A patient blood management program safely reduced the need for blood transfusions among patients undergoing common orthopaedic surgeries, according to a study published in Anesthesiology.
“A growing body of literature shows reducing blood use in surgery reduces risks to patients while also lowering costs,” said lead author Steven M. Frank, MD, Johns Hopkins Health System Blood Management Program, Baltimore, Maryland. “However, there is a persistent impression that orthopaedic surgery patients require a higher haemoglobin transfusion threshold than other patient populations.”
American Association of Blood Banks (AABB) guidelines call for most patients to be given a blood transfusion when their haemoglobin level drops to 7 g/dL. However, for orthopaedic and cardiac surgery patients, the guidelines call for giving a blood transfusion when their level drops to 8 g/dL.
“It may seem like a small difference, but before our blood management program was implemented, one third of blood used in our hospital was transfused at levels between 7 and 8 g/dL, so a lot of blood was given in that intermediate zone,” said Dr. Frank. “A substantial number of transfusions could potentially be avoided by lowering the threshold to 7 g/dL.”

*PROVIDED MATERIAL*
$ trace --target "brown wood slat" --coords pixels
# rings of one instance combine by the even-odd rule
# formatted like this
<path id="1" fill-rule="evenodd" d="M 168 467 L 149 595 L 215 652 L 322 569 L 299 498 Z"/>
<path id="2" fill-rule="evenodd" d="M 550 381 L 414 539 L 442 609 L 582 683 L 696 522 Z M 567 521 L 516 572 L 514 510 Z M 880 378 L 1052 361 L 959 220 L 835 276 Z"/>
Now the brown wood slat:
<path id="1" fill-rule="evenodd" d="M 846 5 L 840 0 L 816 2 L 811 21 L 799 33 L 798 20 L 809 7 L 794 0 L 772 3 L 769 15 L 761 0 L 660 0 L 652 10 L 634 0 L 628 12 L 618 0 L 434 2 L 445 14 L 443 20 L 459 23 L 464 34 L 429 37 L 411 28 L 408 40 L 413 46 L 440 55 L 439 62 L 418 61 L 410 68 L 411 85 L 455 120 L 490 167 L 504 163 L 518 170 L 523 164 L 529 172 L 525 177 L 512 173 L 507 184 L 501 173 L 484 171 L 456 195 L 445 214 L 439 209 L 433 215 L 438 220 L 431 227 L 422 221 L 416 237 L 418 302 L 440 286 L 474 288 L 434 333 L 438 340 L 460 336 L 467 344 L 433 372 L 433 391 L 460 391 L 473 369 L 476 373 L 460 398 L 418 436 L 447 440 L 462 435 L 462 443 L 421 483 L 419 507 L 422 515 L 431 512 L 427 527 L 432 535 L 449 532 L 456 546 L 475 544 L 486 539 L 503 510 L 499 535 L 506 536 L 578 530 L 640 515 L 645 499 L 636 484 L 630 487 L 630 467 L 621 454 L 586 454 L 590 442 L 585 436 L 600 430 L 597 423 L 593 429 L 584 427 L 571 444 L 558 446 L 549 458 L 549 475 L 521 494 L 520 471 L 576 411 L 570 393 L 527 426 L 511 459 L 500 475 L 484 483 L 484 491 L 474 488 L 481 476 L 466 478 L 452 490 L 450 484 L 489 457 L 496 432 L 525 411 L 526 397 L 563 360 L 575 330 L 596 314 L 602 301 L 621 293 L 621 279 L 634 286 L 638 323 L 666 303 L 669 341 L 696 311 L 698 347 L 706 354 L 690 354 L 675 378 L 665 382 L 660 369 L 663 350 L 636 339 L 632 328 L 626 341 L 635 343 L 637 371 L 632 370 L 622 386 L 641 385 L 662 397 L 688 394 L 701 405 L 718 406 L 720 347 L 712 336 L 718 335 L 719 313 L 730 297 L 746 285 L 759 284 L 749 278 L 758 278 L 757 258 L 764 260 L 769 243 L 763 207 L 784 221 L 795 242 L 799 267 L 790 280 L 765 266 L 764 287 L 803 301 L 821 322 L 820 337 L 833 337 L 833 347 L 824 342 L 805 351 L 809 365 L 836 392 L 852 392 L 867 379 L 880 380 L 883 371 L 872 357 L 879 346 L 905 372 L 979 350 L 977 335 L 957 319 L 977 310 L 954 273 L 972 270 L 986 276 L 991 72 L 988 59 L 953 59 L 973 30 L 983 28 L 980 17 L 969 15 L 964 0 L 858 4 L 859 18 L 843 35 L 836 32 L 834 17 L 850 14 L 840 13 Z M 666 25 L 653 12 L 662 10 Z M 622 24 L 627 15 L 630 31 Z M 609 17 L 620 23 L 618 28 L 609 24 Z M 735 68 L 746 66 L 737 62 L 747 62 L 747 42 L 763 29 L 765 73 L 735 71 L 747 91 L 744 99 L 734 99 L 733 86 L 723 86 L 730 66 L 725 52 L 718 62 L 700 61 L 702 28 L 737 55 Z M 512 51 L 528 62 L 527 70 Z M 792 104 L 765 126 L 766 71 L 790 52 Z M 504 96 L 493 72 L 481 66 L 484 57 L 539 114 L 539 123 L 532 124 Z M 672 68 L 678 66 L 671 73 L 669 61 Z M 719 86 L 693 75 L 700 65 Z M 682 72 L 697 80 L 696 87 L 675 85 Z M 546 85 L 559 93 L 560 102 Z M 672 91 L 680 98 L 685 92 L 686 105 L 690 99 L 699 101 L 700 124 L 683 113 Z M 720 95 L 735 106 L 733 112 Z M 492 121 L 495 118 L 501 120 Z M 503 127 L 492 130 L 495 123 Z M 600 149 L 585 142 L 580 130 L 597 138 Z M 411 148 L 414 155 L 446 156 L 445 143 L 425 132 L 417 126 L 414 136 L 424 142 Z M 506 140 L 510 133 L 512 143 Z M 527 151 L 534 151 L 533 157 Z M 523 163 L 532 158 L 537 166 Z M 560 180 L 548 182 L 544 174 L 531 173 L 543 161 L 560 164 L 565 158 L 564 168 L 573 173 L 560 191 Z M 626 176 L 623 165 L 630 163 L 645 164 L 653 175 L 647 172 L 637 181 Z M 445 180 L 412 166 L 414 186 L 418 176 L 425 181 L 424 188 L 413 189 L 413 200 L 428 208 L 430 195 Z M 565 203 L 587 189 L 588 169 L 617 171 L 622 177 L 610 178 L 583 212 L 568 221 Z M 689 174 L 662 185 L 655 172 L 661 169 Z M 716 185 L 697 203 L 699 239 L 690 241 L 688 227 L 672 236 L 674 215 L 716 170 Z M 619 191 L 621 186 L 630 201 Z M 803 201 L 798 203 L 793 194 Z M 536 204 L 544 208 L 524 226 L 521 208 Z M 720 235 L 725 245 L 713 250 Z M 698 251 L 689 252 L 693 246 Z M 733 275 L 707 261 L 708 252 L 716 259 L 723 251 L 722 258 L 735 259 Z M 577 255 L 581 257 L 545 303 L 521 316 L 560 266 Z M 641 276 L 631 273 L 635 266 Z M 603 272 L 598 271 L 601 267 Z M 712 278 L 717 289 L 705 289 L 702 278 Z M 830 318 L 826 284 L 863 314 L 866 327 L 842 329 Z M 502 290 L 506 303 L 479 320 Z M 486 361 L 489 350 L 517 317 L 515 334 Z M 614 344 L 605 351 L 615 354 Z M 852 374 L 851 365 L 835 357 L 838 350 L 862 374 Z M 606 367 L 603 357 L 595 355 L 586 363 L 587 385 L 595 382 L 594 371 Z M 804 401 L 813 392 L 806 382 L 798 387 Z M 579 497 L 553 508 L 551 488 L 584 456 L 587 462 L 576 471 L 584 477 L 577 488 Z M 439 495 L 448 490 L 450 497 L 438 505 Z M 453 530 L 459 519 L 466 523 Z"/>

*COMPLETE THE FOLLOWING*
1. Answer these questions about the article on blood management:
(a) In which journal was the study published?
(b) Under AABB guidelines, at what haemoglobin level should most patients be given a blood transfusion?
(c) Before the blood management program began, what share of the hospital's blood was transfused at levels between 7 and 8 g/dL?
2. Condense the paragraph of the article on blood management that begins "American Association of Blood Banks (AABB) guidelines" into a single shorter sentence, keeping both thresholds and the patients each applies to.
3. Proceed with the article on blood management, starting after its final paragraph.

*EXERCISE RESULTS*
1.
(a) Anesthesiology
(b) 7 g/dL
(c) One third

2. AABB guidelines recommend transfusion at a haemoglobin level of 7 g/dL for most patients but at 8 g/dL for orthopaedic and cardiac surgery patients.

3.
For the study, the researchers evaluated blood transfusion practices and clinical outcomes in all adult orthopaedic patients over a 4-year period, which covered the time in which the hospital implemented its blood management program. The study included 1,507 patients before the program was implemented and 2,402 after implementation.
The blood management program consisted of 10 strategies to reduce transfusions, including only administering a single unit of blood unless the patient was actively haemorrhaging, administering tranexamic acid during surgery to reduce bleeding, maintaining normal body temperature during surgery to reduce bleeding, adding pop-up alerts in patient electronic medical records to notify clinicians when the amount of blood ordered for a transfusion was above recommended levels, guideline compliance audits with provider feedback, smaller tubes to reduce blood loss from lab tests, and using newer surgical techniques to reduce bleeding.
After the blood management program was implemented, the percentage of patients who received blood transfusions decreased from 16.1% to 9.4%. The average hemoglobin threshold used to trigger a transfusion decreased from 7.8 g/dL to 6.8 g/dL. Overall blood use during transfusions decreased by 32.5%.
In hospital-acquired complications fell from 1.3% to 0.54%, and 30-day readmissions fell from 9% to 5.8%. Improved outcomes were primarily recognized in patients aged 65 years or older.
“We found that in orthopaedic patients, even with a lower haemoglobin trigger of 7 g/dL for blood transfusions, patients did as well or better than they did with a higher haemoglobin trigger level,” said Dr. Frank. “This is the first study to show that for most orthopaedic patients — even elderly patients — a haemoglobin level of 7 g/dL appears to be safe.”
He noted that while the study does suggest that most orthopaedic patients could be transfused at a haemoglobin level of 7 g/dL instead of 8 g/dL, this was not a randomised clinical trial.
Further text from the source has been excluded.